Directive 1:
Reproduce the part of the Web and TV meeting minutes that begins at "yosuke: I think" and stops after "better control.".
Directive 2:
Show every line of the entries that contains the string "clicks", treating case as significant.

Provided passage:

★ ★ ★ ★ ★

[webtv] minutes - 23 July 2014 from Daniel Davis on 2014-07-23 (public-web-and-tv@w3.org from July 2014)

From: Daniel Davis <ddavis@w3.org>
Date: Wed, 23 Jul 2014 23:38:08 +0900
To: "public-web-and-tv@w3.org" <public-web-and-tv@w3.org>
Message-ID: <53CFC8D0.5050905@w3.org>

Minutes are available at:
http://www.w3.org/2014/07/23-webtv-minutes.html<http://www.w3.org/2014/07/09-webtv-minutes.html>

also as text below. Thanks to Kaz for the minute-tidying.

Daniel

---

Web&TV IG

23 Jul 2014

[2]Agenda

[2] http://lists.w3.org/Archives/Public/public-web-and-tv/2014Jul/0003.html

See also: [3]IRC log

[3] http://www.w3.org/2014/07/23-webtv-irc

Attendees

Present
Paul_Higgs, Kazuyuki, Bin_Hu, yosuke, ddavis, CyrilRa,
kawada

Regrets
Chair
Yosuke

Scribe
ddavis

Contents

* [4]Topics
1. [5]UC2-1
2. [6]UC2-2
3. [7]UC2-3
4. [8]UC2-4
5. [9]UC2-5
6. [10]UC2-6
7. [11]Joint meeting with the Accessibility TF
* [12]Summary of Action Items
__________________________________________________________

<yosuke> [13]https://www.w3.org/2011/webtv/wiki/New_Ideas

[13] https://www.w3.org/2011/webtv/wiki/New_Ideas

yosuke: Let's look through the use cases.
... The reviewer of the first use case is me.
... This is a simple use case.

[14]https://www.w3.org/2011/webtv/wiki/New_Ideas

[14] https://www.w3.org/2011/webtv/wiki/New_Ideas

UC2-1

<kaz>
[15]https://www.w3.org/2011/webtv/wiki/New_Ideas#UC2-1_Audio_Fi
ngerprinting

[15] https://www.w3.org/2011/webtv/wiki/New_Ideas#UC2-1_Audio_Fingerprinting

yosuke: I think there are three entities web developers need to
specify.
... The first is audio source - mic, etc.
... The second is finger-print generation algorithm.
... The third is the finger-print database, e.g. on the web.
... These three things are enough to declare a fingerprinting
service.
... In addition, if we have timeout or duration we can have
better control.
... So, this interface should be an asynchronous interface,
e.g. JavaScript promises.

★ ★ ★ ★ ★

Material shown:
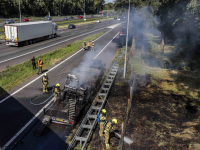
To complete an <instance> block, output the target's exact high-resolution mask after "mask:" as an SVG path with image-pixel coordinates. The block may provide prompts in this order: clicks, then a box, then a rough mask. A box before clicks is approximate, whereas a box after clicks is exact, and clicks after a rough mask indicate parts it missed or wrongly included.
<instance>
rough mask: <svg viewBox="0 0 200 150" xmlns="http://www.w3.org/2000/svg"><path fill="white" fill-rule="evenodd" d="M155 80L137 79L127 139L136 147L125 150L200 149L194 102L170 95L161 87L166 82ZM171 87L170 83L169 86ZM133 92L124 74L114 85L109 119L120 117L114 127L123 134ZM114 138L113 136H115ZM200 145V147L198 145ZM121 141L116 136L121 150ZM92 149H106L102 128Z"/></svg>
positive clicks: (109, 98) (150, 79)
mask: <svg viewBox="0 0 200 150" xmlns="http://www.w3.org/2000/svg"><path fill="white" fill-rule="evenodd" d="M153 80H154V82H152V79H151V77H150V78H149V75H148V77H147V76H141V75H140V76H139V75H137V76H136V81H135V85H136V86H135V89H136V90H135V91H134V95H133V101H132V108H131V111H130V114H129V120H128V124H127V128H126V134H125V136H127V137H129V138H131V139H132V140H133V144H131V145H128V144H126V143H124V147H123V149H124V150H164V149H167V150H168V149H171V150H172V149H173V150H188V149H190V150H198V148H199V147H198V144H199V143H200V142H199V141H200V136H199V135H200V111H199V107H197V106H195V105H194V103H193V101H195V100H193V99H191V98H188V97H187V96H186V95H178V94H176V93H174V92H173V91H168V92H167V94H166V92H164V90H163V89H161V88H160V87H158V86H159V84H160V83H161V82H166V81H162V80H155V79H153ZM169 84H170V83H169ZM129 98H130V89H129V84H128V81H125V80H123V79H122V73H121V72H120V73H119V74H118V75H117V77H116V80H115V82H114V84H113V87H112V90H111V92H110V95H109V98H108V102H107V103H106V106H105V109H106V110H107V114H108V117H107V120H111V119H112V118H113V117H116V118H117V120H118V124H117V125H115V126H114V130H117V131H118V132H119V133H120V134H121V125H122V122H123V121H124V120H125V115H126V109H127V105H128V99H129ZM112 136H113V135H112ZM195 143H196V144H197V143H198V144H197V147H196V146H195ZM118 145H119V138H116V137H114V136H113V137H112V138H111V139H110V146H111V149H112V150H115V149H117V147H118ZM89 149H97V150H102V149H105V144H104V143H103V138H100V137H99V126H97V127H96V130H95V131H94V133H93V137H92V140H91V142H90V144H89Z"/></svg>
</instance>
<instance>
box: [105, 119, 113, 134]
mask: <svg viewBox="0 0 200 150" xmlns="http://www.w3.org/2000/svg"><path fill="white" fill-rule="evenodd" d="M111 129H112V123H111V122H110V121H109V122H108V123H107V124H106V125H105V127H104V133H106V132H109V131H110V130H111Z"/></svg>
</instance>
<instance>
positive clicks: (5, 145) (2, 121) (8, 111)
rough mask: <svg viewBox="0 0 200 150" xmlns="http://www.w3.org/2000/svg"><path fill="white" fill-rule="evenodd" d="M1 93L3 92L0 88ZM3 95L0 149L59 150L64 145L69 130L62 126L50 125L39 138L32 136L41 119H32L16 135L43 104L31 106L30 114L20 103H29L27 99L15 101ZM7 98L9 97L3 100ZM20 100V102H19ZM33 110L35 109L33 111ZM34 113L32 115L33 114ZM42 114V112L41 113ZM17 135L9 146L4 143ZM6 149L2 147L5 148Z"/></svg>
mask: <svg viewBox="0 0 200 150" xmlns="http://www.w3.org/2000/svg"><path fill="white" fill-rule="evenodd" d="M0 90H1V91H4V89H2V88H1V87H0ZM4 92H5V94H4V95H2V96H1V97H0V120H1V121H0V135H1V136H0V147H1V148H6V149H19V150H27V149H30V148H31V149H34V150H36V149H37V150H44V149H48V150H55V149H58V150H59V149H61V148H63V146H64V145H65V140H66V136H68V134H69V133H70V130H69V129H67V128H66V126H63V125H56V124H51V125H50V126H48V127H46V129H45V130H44V132H43V134H42V135H41V136H34V135H33V131H34V130H36V129H37V128H38V126H39V125H40V124H41V118H36V119H34V121H33V122H31V123H30V124H29V125H28V127H26V128H25V129H24V130H22V132H21V133H20V134H19V135H18V132H19V131H20V130H21V129H22V128H23V127H24V126H25V125H26V124H27V122H29V121H30V120H31V119H32V118H33V117H34V116H35V114H36V113H37V112H38V111H39V110H41V109H42V107H44V105H46V103H45V104H43V105H39V106H34V105H31V104H26V105H29V107H31V108H32V112H31V111H30V110H29V109H27V106H26V107H25V106H24V105H25V104H22V103H20V101H23V102H25V101H26V103H30V102H29V100H27V98H24V97H22V98H20V99H15V98H14V97H12V96H11V95H9V93H7V92H6V91H4ZM50 95H51V93H48V94H46V95H45V96H43V98H42V99H41V98H40V101H42V100H44V99H45V98H48V97H49V96H50ZM7 96H11V97H9V98H8V99H6V100H5V98H6V97H7ZM19 100H20V101H19ZM33 108H35V109H33ZM33 112H34V113H33ZM42 113H43V112H42ZM16 134H17V135H18V136H17V137H16V138H15V139H14V140H13V141H12V142H11V143H10V144H9V145H7V144H6V143H7V142H8V141H9V140H10V139H11V138H12V137H13V136H15V135H16ZM6 145H7V147H4V146H6Z"/></svg>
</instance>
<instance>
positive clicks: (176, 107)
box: [127, 33, 200, 149]
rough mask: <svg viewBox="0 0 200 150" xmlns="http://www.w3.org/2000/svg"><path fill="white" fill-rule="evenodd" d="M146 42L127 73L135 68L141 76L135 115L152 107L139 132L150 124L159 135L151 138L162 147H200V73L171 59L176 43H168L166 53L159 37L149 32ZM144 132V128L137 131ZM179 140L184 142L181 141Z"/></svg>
mask: <svg viewBox="0 0 200 150" xmlns="http://www.w3.org/2000/svg"><path fill="white" fill-rule="evenodd" d="M145 41H146V43H145V44H144V49H143V50H141V49H139V48H136V51H135V53H134V55H132V56H131V58H130V61H129V63H128V67H127V72H128V71H129V70H128V69H129V68H133V71H134V72H135V74H136V75H137V84H138V85H140V86H138V90H139V92H138V94H137V95H136V98H135V99H137V101H136V105H137V108H135V109H136V110H135V112H134V115H135V116H133V118H137V117H136V116H139V115H140V114H141V113H138V114H139V115H136V112H138V111H141V112H145V111H144V110H147V109H148V110H149V111H146V114H145V115H144V114H143V116H145V118H144V120H145V121H146V122H145V123H144V122H142V121H140V123H141V124H142V125H139V124H138V123H137V127H135V128H137V131H138V130H139V129H138V127H139V126H142V130H145V128H146V127H144V126H147V125H148V127H147V128H146V129H148V131H150V132H152V133H151V136H152V137H155V138H152V139H151V140H154V141H155V144H157V146H158V147H160V149H163V148H166V149H168V148H167V147H173V149H182V148H180V147H181V146H182V145H183V144H184V145H186V146H189V147H190V148H191V149H199V145H200V143H199V139H197V138H196V137H197V134H198V132H199V131H200V130H199V117H196V116H198V114H199V110H200V101H199V98H200V94H199V91H200V82H199V81H200V73H199V72H198V71H196V72H194V71H193V72H192V71H188V70H187V71H186V70H184V69H183V70H178V68H175V65H174V64H173V61H172V59H171V58H172V54H173V48H174V47H173V45H165V52H164V53H163V52H162V49H161V46H160V43H158V42H156V41H159V40H158V37H156V36H153V35H152V34H150V33H149V34H145ZM168 66H173V67H168ZM143 109H144V110H143ZM148 115H149V116H148ZM154 115H155V116H154ZM153 116H154V117H155V118H159V119H155V118H154V117H153ZM185 116H186V117H185ZM151 117H152V118H153V119H151ZM181 117H182V119H180V118H181ZM195 117H196V118H195ZM161 118H162V119H161ZM194 118H195V119H194ZM130 119H131V118H130ZM138 120H139V119H138ZM132 124H134V123H133V122H132ZM132 124H131V127H132V128H133V126H134V125H132ZM149 125H151V127H150V126H149ZM150 129H151V130H150ZM141 133H142V131H141V132H140V133H137V134H141ZM148 136H149V137H150V135H148ZM169 136H170V140H169V138H168V137H169ZM177 139H178V140H179V139H180V141H179V142H177V141H178V140H177ZM147 140H148V139H147ZM147 140H146V141H147ZM197 140H198V142H197ZM152 143H153V142H152ZM172 143H173V144H172ZM181 144H182V145H181ZM137 146H138V145H137ZM162 147H163V148H162ZM190 148H188V149H190ZM148 149H149V148H148ZM155 149H157V148H155Z"/></svg>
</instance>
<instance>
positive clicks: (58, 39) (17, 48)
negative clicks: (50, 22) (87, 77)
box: [0, 20, 120, 71]
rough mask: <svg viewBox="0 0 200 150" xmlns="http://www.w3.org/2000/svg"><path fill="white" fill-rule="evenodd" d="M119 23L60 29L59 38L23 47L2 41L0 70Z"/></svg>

★ ★ ★ ★ ★

Response box 1:
yosuke: I think there are three entities web developers need to
specify.
... The first is audio source - mic, etc.
... The second is finger-print generation algorithm.
... The third is the finger-print database, e.g. on the web.
... These three things are enough to declare a fingerprinting
service.
... In addition, if we have timeout or duration we can have
better control.

Response box 2:
To complete an <instance> block, output the target's exact high-resolution mask after "mask:" as an SVG path with image-pixel coordinates. The block may provide prompts in this order: clicks, then a box, then a rough mask. A box before clicks is approximate, whereas a box after clicks is exact, and clicks after a rough mask indicate parts it missed or wrongly included.
positive clicks: (109, 98) (150, 79)
positive clicks: (5, 145) (2, 121) (8, 111)
positive clicks: (176, 107)
positive clicks: (58, 39) (17, 48)
negative clicks: (50, 22) (87, 77)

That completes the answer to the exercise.